## Begin Input for this task

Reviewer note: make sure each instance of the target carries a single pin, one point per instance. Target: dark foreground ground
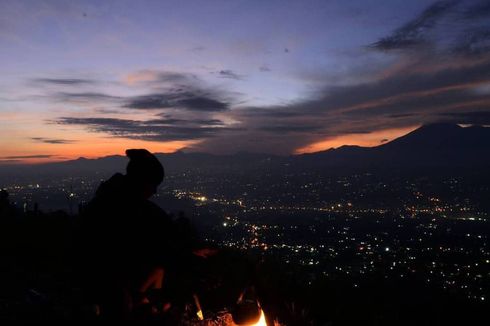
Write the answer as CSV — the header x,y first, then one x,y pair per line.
x,y
40,284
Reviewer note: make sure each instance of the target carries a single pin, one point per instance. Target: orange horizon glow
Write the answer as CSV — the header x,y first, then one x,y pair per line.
x,y
372,139
91,149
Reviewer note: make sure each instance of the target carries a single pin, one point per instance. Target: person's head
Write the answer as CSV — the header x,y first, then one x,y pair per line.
x,y
145,171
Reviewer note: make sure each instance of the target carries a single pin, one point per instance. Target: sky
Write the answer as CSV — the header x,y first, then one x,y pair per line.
x,y
93,78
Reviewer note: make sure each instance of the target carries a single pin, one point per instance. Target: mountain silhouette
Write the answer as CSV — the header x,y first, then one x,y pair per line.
x,y
434,145
430,146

## End Input for this task

▶ **Exercise**
Please give everything from the line containing "orange horizon glow" down to the end of the listing again, swapping "pin" for "marker" and leaving all else unchanged.

▶ **Answer to this exercise**
Reviewer note: make sure each instance of the target carries a single marker, one point per instance. Target: orange horizon glow
Write the answer as CSV — the header x,y first, then one x,y pair per line.
x,y
372,139
91,149
Reviewer note: make sure each instance of the target carries a single marker, one point per instance. Target: person's head
Write the answer as CSV — the header x,y first, then one x,y pair per line.
x,y
145,171
Reviewer note: make sure each instance of the target carries a single marker, one point per instance. Target: sky
Write the answer as CSV — the header x,y first, then one x,y pair per line.
x,y
93,78
Reviewer note: make sure each instance of the target carries a single marker, one point per instance. Target: mountain silhouette
Write the answer as CSV — the header x,y first, then one x,y pair per line.
x,y
434,145
430,146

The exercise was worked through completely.